Building your own faceting machine is a challenge but it can be done. You need to be able to make parts using a lathe and milling machine. It will take $4000-$7000 to buy a precision machine from machine manufacturers, if you don't have budget enough, you can try to make it by yourself. Here are some instruction and idea for your referece.
THE MAST ASSEMBLY
The mast is 1” diameter by 12” long. This must be a piece of precision ground stainless steel. The mast base is 1/2” thick aluminum which I lightly machined on the bottom and where the mast seated to insure that the base was perfectly flat and parallel (this might have been over-kill). The mast is attached to the base with a countersunk 5/16” stainless machine screw. It is critical that the end of the shaft be turned and bored to be exactly 90 degrees to the length of the shaft. For the final assembly after making sure that the mast was at 90 degrees, I put epoxy on the mast end and machine screw to ensure that the joint would be rigid (again maybe overkill but it couldn't hurt). The coarse height adjustment clamp is turned from UHMW plastic or nylon and consists of a 1” thick base, a 5/16” threaded rod with a knob and a top cap. Use a nylon or plastic pellet at the end of the rod as a pressure pad so that the rod doesn't damage the surface of the mast. There is a thin circular roller thrust bearing between the clamp base and the top cap piece.

- STATED GOAL
Continue the text on building a homemade faceting machine, starting right after its last sentence. The records that follow come from a separate source.

Dataset items:
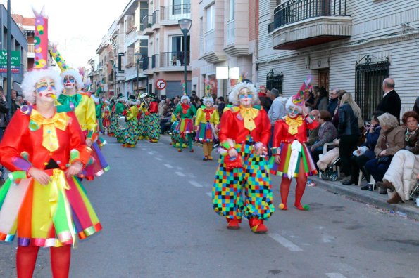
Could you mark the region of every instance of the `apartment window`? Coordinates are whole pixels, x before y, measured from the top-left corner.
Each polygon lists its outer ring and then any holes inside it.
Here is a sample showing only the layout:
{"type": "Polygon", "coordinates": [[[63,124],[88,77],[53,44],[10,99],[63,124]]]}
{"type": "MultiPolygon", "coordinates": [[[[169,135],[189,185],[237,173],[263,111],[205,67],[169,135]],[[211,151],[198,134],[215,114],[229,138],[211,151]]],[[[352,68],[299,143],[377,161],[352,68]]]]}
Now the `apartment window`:
{"type": "Polygon", "coordinates": [[[213,30],[215,28],[214,4],[212,4],[205,10],[206,15],[206,32],[213,30]]]}
{"type": "Polygon", "coordinates": [[[389,77],[388,58],[385,60],[370,55],[363,57],[355,66],[355,102],[363,119],[371,119],[382,98],[382,81],[389,77]]]}
{"type": "Polygon", "coordinates": [[[230,0],[230,8],[229,8],[229,20],[234,18],[234,2],[235,0],[230,0]]]}

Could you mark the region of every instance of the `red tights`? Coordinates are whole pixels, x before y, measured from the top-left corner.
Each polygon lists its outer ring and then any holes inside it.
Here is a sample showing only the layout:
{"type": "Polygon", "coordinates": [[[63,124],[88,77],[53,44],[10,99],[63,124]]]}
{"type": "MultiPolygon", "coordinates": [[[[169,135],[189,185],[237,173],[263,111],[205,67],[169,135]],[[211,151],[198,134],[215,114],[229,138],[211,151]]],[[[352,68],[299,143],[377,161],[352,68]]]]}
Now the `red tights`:
{"type": "MultiPolygon", "coordinates": [[[[16,254],[18,278],[32,278],[38,256],[38,246],[18,246],[16,254]]],[[[51,247],[51,268],[54,278],[68,277],[71,245],[51,247]]]]}
{"type": "MultiPolygon", "coordinates": [[[[296,178],[296,187],[295,187],[295,202],[294,205],[298,209],[304,211],[304,208],[301,205],[301,198],[304,194],[306,190],[306,183],[307,183],[307,176],[304,173],[304,168],[303,161],[300,161],[300,168],[299,169],[299,176],[296,178]]],[[[283,206],[281,206],[280,208],[282,210],[286,210],[287,200],[288,199],[288,193],[289,192],[289,186],[291,185],[291,180],[288,178],[282,177],[281,182],[280,192],[281,192],[281,201],[282,202],[283,206]]]]}

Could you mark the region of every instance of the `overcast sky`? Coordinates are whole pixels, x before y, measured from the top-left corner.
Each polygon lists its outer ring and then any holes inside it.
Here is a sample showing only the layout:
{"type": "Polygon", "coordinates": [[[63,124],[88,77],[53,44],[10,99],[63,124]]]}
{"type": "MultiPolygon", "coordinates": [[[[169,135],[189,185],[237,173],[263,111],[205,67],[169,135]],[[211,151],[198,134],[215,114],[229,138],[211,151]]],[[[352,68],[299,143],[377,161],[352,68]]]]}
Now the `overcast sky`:
{"type": "MultiPolygon", "coordinates": [[[[6,1],[5,0],[3,1],[6,1]]],[[[87,65],[96,55],[102,37],[108,32],[130,0],[11,0],[12,12],[35,17],[32,8],[45,6],[49,39],[58,44],[67,64],[74,68],[87,65]]],[[[7,4],[7,1],[6,1],[7,4]]],[[[6,5],[5,5],[6,6],[6,5]]]]}

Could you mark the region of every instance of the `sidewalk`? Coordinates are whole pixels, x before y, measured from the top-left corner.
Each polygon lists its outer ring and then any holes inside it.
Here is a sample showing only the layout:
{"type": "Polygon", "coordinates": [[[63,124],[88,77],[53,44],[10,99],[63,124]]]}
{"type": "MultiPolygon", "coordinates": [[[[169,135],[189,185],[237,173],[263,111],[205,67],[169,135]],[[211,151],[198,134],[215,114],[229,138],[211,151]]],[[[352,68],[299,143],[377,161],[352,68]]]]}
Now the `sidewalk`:
{"type": "Polygon", "coordinates": [[[416,206],[415,201],[408,201],[406,203],[395,204],[387,204],[389,197],[378,193],[379,189],[374,191],[361,190],[358,185],[343,185],[340,181],[330,181],[323,180],[318,176],[309,177],[315,183],[315,185],[330,192],[346,196],[363,203],[369,204],[380,208],[395,213],[401,217],[409,218],[419,220],[419,207],[416,206]]]}

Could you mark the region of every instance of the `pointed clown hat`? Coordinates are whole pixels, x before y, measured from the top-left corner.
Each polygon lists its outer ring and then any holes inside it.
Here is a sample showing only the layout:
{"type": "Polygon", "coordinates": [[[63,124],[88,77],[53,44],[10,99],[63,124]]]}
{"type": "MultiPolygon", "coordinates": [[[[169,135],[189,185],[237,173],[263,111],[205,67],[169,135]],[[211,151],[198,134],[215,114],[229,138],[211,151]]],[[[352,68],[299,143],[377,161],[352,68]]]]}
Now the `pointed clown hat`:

- TASK RESULT
THE YOKE ASSEMBLY
The bearing block of the yoke is milled so that the sides are perfectly parallel and the top and bottom are parallel. Bore a hole to fit a 1” ID linear/radial ball bearing or a linear sleeve bearing. In a perfect world this would be a pressure fit. I bored it as close as I could get to a pressure fit and then drilled and threaded a 1/4” hole to fit a machine screw in the back of the block to secure the bearing. The arms of the yoke are made from 1/4” aluminum. When making matching parts like this, I glue them together with super glue (sandwich a piece of thick paper between them to help get them apart) then drill and machine them both at the same time to ensure that they are exactly the same. Heat them with a torch to weaken the glue to separate them. I used 3/8” ID x 1/4” thick bearings for the spindle axles, again bored close to pressure fit and fastened in place with set screws from the bottom. Take care tightening the set screws, if over tightened you can distort and damage the bearings.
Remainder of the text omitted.